We bet this is when you're going to die - (12/28/2021)

By Dr. Ron Gasbarro

The pharmacy technician was taking information from a new patient to plug into the store's computer. "And your date of birth?" she asked. The new patient supplied his birthdate to the tech. Then he said, "I hope I can remember my date of death as well as the day I was born." While the tech looked back at the patient with puzzlement, the pharmacist chuckled to himself. I guess we really do not know our date of death, he thought. Even if your doctor says, "You have 6 months to live," is that a statement of fact or a "guesstimate"? Say someone (not your wife) pushed you off the Empire State Building. On your way down, the thought might flash through your mind, "This'll be the day that I die." But it's not as if you could tell anybody because you will be sidewalk slush. 

We know the odds of us dying are 1 out of 1. To compare, the odds of being hit by a meteor are 1 out of 1.6 million. The odds of winning PowerBall are 1 in 200 million. You will neither win the lottery nor get clunked in the head by an errant space rock. But you will die. Besides your loved ones and those who hope to be named in your will, who will care? Life insurance companies do. They want you to drop your policy before you die because the premiums are jacked up greatly as you age. Then, they never have to pay out a dime. The winners are those who keep their policies until they die – their beneficiaries reap the full payout – tax-free. 

Ah, but the name of the game is really life expectancy. And life expectancy keeps changing. Over the last century, improved healthcare and nutrition, immunizations, clean water, waste removal, and better motor vehicle safety have kept us chugging along. But beware! Factors that flummox life expectancy include increased violence, lack of gun regulation, the emergence of new diseases, climate change, and drug and alcohol abuse. Example: In 2020, COVID-19 became the third cause of death in the US, following heart disease and cancer, kicking two years off the average life expectancy for Americans. (Doesn't matter if you are a Democrat who knows the virus exists or a Republican who claims the virus doesn't exist but gets a vaccination in a dark alley anyway).

· · · · · · ·

> [REQUIRED ACTION 1] According to the article on life expectancy, why do life insurance companies want policyholders to drop their policies before they die?
> [REQUIRED ACTION 2] From the article on life expectancy, set down the passage starting at "By Dr. Ron Gasbarro" and ending at "be sidewalk slush.".
> [REQUIRED ACTION 3] Answer yes or no to whether each statement agrees with the article on life expectancy, and support each answer with the deciding words of the article, quoted exactly. (a) The odds of being hit by a meteor are given as 1 out of 1.6 million. (b) In 2020, COVID-19 became the second cause of death in the US. (c) Beneficiaries of those who keep their policies until death receive the payout tax-free.

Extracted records
· · · · · · ·

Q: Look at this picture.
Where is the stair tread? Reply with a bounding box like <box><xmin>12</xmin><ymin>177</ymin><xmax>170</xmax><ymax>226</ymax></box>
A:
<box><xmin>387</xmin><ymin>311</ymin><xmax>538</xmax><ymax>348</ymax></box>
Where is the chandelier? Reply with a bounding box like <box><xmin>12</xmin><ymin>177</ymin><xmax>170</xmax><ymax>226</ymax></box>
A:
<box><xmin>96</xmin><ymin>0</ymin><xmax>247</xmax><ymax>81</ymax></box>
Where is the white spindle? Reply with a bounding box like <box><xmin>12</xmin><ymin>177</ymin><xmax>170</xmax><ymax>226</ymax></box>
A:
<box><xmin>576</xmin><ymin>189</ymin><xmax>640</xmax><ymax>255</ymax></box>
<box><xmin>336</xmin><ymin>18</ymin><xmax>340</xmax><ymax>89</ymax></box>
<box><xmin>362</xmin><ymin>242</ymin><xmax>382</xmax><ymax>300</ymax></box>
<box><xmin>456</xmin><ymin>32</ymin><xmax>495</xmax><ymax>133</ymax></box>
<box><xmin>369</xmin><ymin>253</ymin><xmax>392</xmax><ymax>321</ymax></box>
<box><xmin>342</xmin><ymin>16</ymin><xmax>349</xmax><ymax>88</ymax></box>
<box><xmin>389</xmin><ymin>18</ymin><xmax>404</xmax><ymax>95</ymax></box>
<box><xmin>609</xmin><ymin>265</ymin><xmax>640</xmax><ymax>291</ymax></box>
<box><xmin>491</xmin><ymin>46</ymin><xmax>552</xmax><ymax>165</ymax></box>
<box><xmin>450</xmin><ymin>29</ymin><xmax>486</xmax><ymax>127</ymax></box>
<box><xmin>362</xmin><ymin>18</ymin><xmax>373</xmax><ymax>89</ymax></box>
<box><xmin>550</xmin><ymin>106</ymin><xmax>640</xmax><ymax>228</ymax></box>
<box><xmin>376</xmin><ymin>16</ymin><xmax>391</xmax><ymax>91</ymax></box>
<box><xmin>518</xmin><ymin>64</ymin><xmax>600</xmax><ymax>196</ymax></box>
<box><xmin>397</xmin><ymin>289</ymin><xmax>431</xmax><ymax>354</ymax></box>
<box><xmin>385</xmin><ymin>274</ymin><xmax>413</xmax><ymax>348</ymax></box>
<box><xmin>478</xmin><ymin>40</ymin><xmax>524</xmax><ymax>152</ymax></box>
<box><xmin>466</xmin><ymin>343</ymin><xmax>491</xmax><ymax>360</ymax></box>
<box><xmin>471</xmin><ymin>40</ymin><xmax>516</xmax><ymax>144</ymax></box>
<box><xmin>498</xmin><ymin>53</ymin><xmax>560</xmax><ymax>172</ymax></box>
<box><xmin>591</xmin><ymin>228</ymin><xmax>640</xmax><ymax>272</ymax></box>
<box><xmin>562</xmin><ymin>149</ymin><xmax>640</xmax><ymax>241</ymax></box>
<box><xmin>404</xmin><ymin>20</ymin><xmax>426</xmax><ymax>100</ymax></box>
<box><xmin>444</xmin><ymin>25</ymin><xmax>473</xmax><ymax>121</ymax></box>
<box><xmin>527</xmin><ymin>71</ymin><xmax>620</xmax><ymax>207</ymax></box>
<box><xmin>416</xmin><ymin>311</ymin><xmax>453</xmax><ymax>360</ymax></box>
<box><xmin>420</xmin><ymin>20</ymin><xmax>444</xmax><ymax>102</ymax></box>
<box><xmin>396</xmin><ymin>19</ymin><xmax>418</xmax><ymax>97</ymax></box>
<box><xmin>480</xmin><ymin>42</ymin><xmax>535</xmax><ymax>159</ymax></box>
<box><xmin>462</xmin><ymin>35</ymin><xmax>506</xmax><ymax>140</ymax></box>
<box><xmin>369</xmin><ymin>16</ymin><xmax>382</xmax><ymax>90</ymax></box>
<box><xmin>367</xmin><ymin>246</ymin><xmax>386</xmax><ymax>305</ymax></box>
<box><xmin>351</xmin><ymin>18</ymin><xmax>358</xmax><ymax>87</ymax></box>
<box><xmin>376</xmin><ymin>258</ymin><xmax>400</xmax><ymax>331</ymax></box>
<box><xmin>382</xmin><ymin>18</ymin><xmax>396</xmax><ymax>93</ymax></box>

· · · · · · ·

> [OUTPUT 1] Premiums are raised sharply as policyholders age. If a policy is dropped before death, the company never has to pay anything out.

> [OUTPUT 2]
By Dr. Ron Gasbarro

The pharmacy technician was taking information from a new patient to plug into the store's computer. "And your date of birth?" she asked. The new patient supplied his birthdate to the tech. Then he said, "I hope I can remember my date of death as well as the day I was born." While the tech looked back at the patient with puzzlement, the pharmacist chuckled to himself. I guess we really do not know our date of death, he thought. Even if your doctor says, "You have 6 months to live," is that a statement of fact or a "guesstimate"? Say someone (not your wife) pushed you off the Empire State Building. On your way down, the thought might flash through your mind, "This'll be the day that I die." But it's not as if you could tell anybody because you will be sidewalk slush.

> [OUTPUT 3]
(a) Yes: "the odds of being hit by a meteor are 1 out of 1.6 million."
(b) No: "In 2020, COVID-19 became the third cause of death in the US, following heart disease and cancer."
(c) Yes: "their beneficiaries reap the full payout – tax-free."